══ Material supplied

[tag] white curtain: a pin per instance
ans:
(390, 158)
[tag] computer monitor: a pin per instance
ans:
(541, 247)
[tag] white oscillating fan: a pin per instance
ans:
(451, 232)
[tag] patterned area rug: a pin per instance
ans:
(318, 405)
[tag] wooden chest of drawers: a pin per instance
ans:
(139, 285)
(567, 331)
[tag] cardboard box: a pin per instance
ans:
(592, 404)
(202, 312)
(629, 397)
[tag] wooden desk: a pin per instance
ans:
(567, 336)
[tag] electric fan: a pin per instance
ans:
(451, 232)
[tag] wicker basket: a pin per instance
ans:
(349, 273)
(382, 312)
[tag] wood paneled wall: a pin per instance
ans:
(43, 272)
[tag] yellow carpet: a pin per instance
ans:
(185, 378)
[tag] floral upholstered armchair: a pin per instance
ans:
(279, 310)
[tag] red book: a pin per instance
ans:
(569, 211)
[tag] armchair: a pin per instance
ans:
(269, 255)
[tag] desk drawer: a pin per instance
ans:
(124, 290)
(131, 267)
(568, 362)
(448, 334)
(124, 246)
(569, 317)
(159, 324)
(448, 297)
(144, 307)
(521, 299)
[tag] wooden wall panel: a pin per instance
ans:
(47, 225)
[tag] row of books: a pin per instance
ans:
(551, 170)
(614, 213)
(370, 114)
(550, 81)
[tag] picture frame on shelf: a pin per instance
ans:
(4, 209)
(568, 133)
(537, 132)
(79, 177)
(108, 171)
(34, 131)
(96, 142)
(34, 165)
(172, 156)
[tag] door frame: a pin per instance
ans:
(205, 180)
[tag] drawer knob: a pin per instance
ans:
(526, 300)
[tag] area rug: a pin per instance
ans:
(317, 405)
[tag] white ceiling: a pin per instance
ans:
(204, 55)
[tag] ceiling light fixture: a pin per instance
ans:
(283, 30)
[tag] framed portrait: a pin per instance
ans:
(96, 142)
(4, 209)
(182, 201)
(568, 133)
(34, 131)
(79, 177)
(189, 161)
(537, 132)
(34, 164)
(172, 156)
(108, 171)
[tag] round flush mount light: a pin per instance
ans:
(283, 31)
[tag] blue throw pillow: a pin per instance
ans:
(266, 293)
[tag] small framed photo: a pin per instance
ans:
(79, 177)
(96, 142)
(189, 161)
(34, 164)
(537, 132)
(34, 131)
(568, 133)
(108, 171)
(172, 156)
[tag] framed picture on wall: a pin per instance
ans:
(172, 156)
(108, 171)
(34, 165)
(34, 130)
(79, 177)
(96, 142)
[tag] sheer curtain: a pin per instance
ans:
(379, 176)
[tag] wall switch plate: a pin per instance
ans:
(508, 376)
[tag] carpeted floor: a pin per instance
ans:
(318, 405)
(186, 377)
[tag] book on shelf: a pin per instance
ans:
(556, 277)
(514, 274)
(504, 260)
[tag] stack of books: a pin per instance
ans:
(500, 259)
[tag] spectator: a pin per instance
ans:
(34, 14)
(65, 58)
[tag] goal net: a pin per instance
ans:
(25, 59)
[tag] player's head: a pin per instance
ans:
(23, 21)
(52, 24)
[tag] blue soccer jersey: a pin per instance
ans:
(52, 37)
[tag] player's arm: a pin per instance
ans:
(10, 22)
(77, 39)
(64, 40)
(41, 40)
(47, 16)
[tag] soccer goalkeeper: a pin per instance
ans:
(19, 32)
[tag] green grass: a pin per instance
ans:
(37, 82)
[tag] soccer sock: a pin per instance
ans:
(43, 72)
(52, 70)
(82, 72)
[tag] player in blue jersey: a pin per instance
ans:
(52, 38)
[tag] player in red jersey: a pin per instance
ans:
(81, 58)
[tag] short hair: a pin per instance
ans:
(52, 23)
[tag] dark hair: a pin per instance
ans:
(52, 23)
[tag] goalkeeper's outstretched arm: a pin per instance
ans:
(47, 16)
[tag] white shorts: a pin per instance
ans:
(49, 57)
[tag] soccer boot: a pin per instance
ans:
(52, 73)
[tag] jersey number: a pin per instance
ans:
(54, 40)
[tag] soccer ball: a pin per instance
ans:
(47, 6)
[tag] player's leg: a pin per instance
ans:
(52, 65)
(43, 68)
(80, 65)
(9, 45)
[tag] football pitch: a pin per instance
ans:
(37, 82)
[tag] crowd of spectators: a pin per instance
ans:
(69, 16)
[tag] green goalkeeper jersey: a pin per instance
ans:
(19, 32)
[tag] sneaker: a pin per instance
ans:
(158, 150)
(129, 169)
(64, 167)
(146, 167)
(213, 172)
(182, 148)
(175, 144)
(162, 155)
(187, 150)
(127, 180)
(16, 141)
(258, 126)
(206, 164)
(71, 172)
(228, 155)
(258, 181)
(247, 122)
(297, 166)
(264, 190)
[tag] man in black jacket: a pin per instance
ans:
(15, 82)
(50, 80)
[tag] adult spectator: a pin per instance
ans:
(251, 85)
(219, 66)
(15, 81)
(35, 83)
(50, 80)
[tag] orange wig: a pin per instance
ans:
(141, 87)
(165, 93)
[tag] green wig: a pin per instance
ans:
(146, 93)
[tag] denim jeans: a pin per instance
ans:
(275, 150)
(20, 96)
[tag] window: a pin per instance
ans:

════

Please copy every line of the data that carries the string "shelf".

[tag] picture frame on shelf: a pin per instance
[tag] book on shelf: a pin per instance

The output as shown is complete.